EXERCISE DATA:
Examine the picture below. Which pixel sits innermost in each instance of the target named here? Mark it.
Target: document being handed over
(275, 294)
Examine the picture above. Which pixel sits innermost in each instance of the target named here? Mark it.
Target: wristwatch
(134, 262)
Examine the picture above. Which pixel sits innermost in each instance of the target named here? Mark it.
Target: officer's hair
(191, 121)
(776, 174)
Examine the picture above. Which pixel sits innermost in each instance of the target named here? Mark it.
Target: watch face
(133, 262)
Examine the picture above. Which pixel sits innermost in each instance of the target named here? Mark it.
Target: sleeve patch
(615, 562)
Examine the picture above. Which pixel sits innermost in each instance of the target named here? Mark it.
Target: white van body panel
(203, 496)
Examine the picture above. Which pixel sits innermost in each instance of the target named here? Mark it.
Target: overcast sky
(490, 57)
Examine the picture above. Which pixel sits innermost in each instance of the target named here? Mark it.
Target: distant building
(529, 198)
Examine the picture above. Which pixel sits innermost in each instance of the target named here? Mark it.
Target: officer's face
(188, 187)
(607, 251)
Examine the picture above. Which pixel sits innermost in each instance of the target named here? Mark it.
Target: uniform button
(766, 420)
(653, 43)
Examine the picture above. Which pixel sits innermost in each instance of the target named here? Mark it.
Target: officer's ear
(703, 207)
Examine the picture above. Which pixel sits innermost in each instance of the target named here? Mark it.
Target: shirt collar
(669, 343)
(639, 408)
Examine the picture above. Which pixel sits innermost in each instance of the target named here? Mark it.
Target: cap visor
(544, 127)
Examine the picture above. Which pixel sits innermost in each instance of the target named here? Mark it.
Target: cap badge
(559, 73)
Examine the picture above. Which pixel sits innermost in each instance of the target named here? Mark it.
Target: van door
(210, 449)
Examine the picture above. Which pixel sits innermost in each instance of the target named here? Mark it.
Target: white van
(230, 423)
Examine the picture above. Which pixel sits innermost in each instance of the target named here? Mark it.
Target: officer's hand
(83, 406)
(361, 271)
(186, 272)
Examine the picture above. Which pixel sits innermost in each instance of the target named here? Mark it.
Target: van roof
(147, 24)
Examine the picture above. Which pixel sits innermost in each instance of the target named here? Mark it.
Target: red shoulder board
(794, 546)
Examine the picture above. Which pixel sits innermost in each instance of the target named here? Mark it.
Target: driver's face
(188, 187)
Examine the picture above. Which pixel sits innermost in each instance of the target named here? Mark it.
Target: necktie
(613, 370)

EXERCISE INSTRUCTIONS:
The answer should consist of every entry, repeated word for word.

RESPONSE AREA:
Examine the picture below. Which pixel sits innermost in each instance of the target named here? Mark it.
Target: document being handed over
(275, 294)
Examine the picture above. Which pixel sits innermost in each instance of the target named here? Mark it.
Target: wristwatch
(134, 262)
Examine the picture above. Which pixel sits innermost in each instance of the target named here? Mark it.
Target: officer's hair
(191, 121)
(776, 174)
Examine the picture above. Which pixel sits innermost in each instance of the target named here? Mark it.
Target: watch face
(133, 262)
Examine the picture above. Which pixel sits innermost in each instance of the target named here? Mark it.
Target: sleeve patch
(615, 562)
Examine the picture above. Which pixel sits innermost in each instance of the target named here? Mark it.
Target: white van body panel
(203, 496)
Examine the picture above. Which pixel sits innermost in each instance of the target named here? Mark it.
Target: overcast sky
(490, 57)
Examine the picture above. Which pixel sits innermost in each instance of the target named here? Mark it.
Target: distant building
(529, 198)
Examine the picture above. Which pixel sits innermost in each instance of the target named here? Mark it.
Target: officer's face
(188, 187)
(607, 251)
Examine the picture above. Which pixel sits innermost in each instance of the target named here? Mark it.
Target: uniform button
(766, 420)
(653, 43)
Examine the picture above. Which pixel sits innermost in each instance of the target named here? Mark it.
Target: officer's ear
(703, 207)
Examine the picture above. Which pixel sits innermost in each instance of the target named here? Mark it.
Target: shirt collar
(669, 343)
(639, 408)
Examine the picture above. Which pixel sits innermost in each instance of the target named here? Mark it.
Target: cap visor
(544, 127)
Examine the picture above. Which pixel sits innermost in each instance of the target named here? Mark it.
Target: cap badge
(559, 73)
Examine the picture above. Which pixel sits innermost in each instance of the target named here? Mark it.
Target: van door
(210, 449)
Examine the picture above. Which pixel sits innermost in each instance of the target named here? Mark it.
Target: white van
(230, 423)
Examine the picture above. Which pixel sits innermost in each instance of the target named here? Mark it.
Target: officer's hand
(83, 406)
(361, 271)
(186, 272)
Examine the picture above. Which pixel sits innermost in each instance of the target named here? Mark it.
Target: van roof
(147, 24)
Examine the picture above. Which pixel sits innermost in each instance of the target named here? Mark it.
Target: red shoulder board
(794, 546)
Examine the picture above. Which pixel sits innermost in each instance of the target named here? Mark it.
Target: driver's face
(188, 187)
Examine the picture above. Which pixel sits innermost in each instance of the target named here? Mark it.
Target: necktie
(613, 370)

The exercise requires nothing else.